Each line below that contains "driver" should be counted; give the total alone.

* _Data provided_:
========

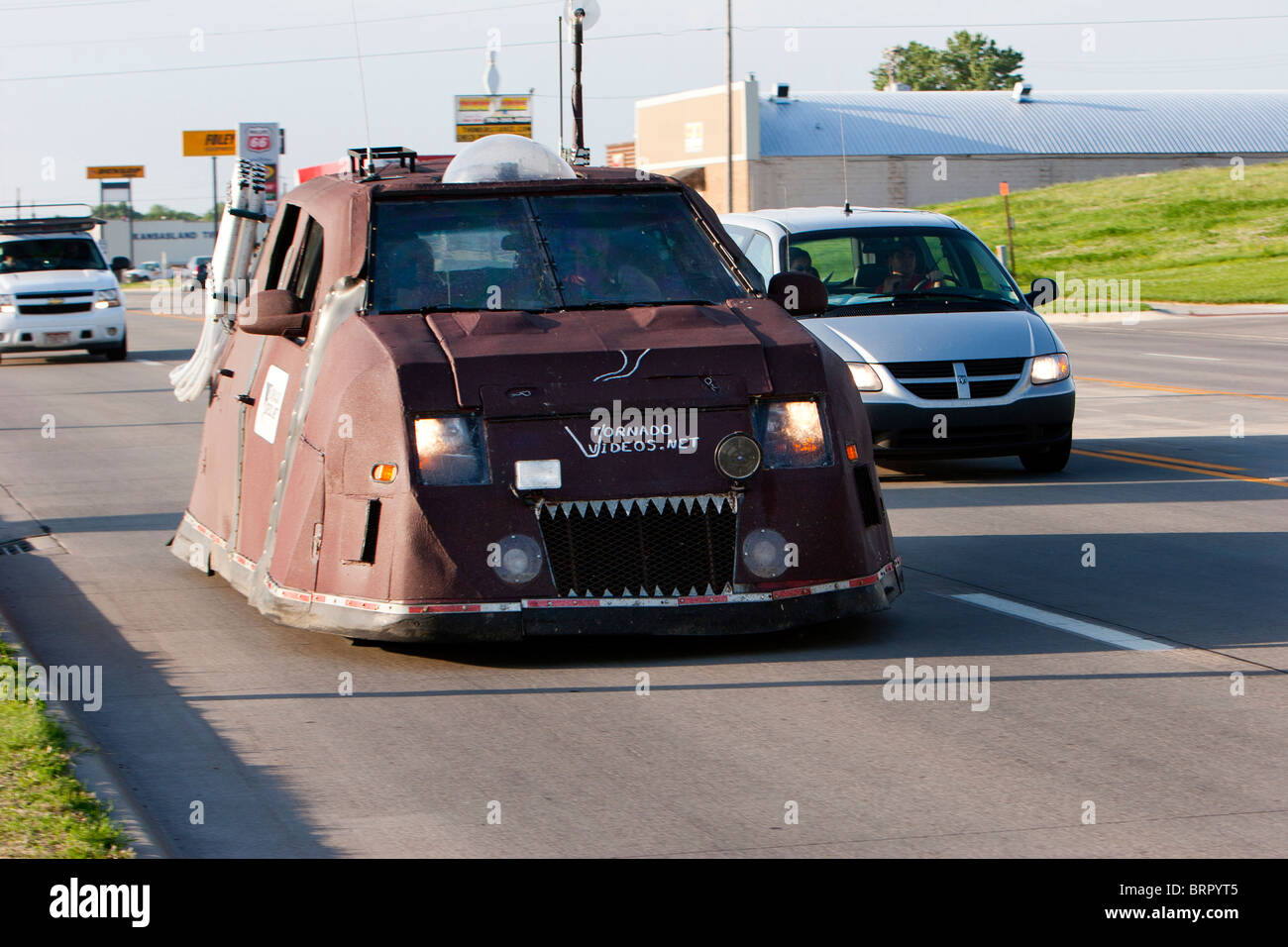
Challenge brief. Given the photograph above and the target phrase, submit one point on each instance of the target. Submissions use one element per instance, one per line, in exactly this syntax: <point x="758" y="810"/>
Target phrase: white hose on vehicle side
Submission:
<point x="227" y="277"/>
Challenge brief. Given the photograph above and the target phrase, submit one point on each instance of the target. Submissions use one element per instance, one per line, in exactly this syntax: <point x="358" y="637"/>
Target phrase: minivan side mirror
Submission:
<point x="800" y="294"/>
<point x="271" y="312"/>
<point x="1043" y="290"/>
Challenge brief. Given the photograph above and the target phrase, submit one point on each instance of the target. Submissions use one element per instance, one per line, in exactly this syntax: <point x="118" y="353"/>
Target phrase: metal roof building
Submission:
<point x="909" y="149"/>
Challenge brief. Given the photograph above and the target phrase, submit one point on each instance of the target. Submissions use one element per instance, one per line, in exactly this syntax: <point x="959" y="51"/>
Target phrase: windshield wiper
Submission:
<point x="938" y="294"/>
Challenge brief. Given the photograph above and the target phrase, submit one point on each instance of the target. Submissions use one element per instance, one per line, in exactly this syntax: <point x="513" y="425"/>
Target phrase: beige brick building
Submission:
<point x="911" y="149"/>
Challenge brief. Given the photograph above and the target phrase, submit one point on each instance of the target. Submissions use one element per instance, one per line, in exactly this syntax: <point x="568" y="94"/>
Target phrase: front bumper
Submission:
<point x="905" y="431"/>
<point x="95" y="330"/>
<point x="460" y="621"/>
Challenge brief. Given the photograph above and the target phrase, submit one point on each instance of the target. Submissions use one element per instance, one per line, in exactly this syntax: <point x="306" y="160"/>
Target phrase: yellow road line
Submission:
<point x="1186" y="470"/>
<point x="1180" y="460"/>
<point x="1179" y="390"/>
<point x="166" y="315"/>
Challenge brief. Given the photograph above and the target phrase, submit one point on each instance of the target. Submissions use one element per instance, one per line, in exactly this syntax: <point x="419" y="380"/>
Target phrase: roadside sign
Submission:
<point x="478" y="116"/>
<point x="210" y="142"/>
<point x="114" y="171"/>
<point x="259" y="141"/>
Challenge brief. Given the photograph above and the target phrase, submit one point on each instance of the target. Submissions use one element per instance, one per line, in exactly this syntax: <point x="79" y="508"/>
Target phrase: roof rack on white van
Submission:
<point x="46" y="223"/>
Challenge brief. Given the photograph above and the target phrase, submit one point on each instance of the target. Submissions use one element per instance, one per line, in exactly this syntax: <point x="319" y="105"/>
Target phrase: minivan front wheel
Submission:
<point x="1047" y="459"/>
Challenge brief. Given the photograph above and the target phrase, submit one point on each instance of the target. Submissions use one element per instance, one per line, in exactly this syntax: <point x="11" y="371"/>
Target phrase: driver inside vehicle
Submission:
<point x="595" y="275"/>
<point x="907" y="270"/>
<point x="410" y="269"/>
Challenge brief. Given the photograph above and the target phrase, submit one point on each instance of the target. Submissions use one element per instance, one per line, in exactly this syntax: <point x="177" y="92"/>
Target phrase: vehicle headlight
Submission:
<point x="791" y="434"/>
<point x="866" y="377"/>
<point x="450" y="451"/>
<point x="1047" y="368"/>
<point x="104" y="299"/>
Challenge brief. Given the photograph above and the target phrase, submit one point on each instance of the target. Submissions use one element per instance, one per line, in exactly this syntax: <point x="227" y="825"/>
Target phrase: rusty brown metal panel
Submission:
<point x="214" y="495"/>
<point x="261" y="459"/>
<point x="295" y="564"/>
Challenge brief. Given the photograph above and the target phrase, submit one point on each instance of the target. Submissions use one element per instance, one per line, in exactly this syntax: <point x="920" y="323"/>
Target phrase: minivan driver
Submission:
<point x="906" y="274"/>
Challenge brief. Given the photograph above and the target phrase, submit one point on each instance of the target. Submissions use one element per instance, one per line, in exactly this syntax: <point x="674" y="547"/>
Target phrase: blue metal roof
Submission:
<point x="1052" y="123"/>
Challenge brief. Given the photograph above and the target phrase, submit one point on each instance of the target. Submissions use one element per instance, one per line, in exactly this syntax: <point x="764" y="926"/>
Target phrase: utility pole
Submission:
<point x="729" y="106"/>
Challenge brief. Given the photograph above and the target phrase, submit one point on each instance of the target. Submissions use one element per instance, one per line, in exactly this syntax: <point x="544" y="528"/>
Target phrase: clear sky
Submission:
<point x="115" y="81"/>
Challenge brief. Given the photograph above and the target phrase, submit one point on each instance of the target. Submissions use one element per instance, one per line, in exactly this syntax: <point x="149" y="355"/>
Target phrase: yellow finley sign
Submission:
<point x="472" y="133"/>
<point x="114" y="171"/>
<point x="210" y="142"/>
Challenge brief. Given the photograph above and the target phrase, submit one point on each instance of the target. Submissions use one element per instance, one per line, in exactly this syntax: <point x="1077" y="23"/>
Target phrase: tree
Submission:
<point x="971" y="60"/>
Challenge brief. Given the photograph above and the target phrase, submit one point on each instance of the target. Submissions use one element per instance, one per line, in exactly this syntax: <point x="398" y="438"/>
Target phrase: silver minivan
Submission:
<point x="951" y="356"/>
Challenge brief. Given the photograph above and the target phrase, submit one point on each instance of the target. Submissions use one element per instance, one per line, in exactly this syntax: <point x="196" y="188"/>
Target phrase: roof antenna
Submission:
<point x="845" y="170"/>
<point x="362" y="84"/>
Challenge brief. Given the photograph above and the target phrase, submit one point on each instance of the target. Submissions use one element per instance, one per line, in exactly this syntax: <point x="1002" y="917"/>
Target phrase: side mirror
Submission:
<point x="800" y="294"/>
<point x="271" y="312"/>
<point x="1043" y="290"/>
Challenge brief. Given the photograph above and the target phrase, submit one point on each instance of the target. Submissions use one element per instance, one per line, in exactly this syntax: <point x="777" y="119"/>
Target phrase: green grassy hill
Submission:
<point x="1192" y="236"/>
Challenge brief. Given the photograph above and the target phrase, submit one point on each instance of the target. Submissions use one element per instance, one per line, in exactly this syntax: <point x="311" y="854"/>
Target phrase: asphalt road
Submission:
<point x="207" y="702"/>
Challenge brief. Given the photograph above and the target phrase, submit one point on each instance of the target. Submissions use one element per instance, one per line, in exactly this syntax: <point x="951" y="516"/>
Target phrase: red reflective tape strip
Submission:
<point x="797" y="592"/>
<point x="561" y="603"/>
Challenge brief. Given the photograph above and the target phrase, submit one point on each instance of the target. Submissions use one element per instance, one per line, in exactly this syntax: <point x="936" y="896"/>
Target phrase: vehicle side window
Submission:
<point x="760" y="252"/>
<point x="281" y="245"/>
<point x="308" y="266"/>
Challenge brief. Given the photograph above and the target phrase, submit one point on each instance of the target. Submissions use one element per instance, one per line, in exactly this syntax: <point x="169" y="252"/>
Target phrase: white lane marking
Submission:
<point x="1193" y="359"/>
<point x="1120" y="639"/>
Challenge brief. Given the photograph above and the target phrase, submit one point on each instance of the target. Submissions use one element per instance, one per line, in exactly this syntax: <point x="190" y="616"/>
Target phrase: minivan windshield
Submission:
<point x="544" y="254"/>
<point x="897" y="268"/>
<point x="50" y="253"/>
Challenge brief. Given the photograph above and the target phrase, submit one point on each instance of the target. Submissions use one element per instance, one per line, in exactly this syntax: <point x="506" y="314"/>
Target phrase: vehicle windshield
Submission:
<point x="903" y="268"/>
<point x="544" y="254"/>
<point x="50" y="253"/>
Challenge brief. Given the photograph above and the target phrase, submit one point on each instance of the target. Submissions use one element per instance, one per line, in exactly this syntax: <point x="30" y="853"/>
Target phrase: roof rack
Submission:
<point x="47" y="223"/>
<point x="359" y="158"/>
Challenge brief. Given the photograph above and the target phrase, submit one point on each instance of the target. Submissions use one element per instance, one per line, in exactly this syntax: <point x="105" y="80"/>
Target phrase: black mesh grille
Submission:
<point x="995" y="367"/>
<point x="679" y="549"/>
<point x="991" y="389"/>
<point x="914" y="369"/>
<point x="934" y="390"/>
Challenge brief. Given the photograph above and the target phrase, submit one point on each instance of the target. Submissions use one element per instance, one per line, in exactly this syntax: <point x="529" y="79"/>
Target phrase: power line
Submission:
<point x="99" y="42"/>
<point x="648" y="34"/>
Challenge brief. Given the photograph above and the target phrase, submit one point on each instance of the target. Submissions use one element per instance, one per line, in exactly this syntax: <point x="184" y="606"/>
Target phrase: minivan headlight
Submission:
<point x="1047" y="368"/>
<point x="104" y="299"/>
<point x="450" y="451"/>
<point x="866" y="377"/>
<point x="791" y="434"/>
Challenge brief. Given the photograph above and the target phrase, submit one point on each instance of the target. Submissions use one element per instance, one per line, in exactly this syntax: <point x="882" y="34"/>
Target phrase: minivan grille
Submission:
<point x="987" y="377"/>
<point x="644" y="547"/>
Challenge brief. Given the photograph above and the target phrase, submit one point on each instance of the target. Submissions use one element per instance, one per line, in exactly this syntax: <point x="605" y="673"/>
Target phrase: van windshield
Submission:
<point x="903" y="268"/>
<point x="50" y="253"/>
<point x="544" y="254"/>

========

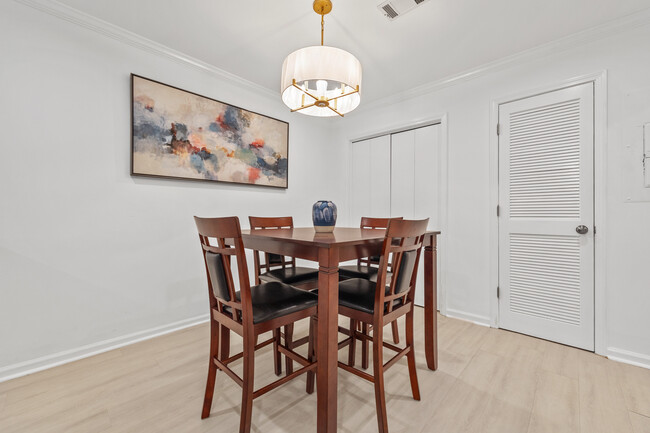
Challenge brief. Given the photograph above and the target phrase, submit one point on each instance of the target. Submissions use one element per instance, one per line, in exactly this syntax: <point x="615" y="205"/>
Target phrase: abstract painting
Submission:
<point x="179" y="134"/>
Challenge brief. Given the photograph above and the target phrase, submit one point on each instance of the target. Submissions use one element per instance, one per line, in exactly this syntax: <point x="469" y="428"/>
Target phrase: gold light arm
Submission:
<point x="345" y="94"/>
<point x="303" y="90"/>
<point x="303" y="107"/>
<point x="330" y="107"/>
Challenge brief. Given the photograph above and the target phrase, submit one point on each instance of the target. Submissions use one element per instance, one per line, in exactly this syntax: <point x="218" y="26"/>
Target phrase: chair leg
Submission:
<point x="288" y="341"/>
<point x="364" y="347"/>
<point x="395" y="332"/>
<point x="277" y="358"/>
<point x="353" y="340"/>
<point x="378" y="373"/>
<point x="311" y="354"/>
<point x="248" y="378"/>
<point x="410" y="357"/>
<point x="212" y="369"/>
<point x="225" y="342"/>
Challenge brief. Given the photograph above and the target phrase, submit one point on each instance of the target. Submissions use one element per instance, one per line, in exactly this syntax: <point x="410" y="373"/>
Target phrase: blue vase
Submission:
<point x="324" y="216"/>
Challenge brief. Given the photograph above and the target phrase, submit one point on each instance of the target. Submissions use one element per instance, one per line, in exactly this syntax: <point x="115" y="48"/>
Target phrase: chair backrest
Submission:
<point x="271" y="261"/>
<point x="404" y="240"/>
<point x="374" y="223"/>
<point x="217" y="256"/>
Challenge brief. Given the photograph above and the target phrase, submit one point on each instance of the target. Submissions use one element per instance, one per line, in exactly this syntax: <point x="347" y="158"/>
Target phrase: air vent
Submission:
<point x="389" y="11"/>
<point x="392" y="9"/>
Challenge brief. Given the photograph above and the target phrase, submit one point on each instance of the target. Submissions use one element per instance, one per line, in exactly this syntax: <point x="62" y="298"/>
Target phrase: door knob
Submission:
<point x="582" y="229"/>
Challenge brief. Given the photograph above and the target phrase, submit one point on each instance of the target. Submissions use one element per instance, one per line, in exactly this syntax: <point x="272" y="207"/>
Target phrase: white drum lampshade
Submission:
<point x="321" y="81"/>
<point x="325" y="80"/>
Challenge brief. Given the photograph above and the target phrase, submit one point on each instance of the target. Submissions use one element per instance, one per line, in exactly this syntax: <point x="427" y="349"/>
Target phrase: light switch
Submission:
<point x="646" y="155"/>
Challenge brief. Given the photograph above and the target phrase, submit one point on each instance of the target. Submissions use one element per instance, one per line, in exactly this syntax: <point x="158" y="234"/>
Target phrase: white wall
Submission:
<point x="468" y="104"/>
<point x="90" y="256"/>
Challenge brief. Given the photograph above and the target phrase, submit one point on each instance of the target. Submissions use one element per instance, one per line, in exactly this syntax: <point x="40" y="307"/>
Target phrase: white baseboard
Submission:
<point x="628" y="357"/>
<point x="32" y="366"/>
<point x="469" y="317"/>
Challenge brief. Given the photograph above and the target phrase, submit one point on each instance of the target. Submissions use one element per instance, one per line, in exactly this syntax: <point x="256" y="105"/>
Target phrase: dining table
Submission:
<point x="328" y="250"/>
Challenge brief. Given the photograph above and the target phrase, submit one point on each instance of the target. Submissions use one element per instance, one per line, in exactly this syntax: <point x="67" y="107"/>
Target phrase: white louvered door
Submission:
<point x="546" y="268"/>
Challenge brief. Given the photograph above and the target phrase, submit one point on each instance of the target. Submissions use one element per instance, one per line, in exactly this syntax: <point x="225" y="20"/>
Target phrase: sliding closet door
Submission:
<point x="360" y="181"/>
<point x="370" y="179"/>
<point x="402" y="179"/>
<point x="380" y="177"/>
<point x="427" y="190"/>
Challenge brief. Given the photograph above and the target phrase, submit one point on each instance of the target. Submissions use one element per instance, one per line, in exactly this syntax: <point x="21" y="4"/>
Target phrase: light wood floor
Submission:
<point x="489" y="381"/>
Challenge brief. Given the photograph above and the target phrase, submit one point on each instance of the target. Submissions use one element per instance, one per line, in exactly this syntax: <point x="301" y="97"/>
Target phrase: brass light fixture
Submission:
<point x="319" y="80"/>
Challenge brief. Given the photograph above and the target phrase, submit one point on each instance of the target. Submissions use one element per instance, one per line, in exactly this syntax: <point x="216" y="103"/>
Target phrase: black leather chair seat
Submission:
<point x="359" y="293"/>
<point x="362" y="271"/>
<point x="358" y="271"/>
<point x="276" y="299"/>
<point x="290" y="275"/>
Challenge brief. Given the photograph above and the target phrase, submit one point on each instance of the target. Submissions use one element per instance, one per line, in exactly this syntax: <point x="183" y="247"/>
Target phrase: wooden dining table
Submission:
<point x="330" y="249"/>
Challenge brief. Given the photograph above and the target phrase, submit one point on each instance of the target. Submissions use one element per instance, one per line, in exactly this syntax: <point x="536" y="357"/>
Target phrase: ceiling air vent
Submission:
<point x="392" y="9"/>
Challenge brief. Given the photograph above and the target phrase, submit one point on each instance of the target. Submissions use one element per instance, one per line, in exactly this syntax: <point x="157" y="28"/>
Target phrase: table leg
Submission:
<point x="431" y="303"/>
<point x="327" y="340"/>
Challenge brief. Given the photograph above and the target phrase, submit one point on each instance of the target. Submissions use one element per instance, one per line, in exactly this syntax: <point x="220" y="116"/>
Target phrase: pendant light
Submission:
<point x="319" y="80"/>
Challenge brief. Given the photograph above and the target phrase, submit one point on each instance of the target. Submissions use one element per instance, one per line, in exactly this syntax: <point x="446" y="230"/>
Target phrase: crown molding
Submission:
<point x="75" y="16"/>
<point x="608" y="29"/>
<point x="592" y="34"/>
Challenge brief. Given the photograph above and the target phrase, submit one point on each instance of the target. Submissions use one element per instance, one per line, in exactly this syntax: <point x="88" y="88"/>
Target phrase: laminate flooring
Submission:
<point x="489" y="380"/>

========

* _Response to the exercise_:
2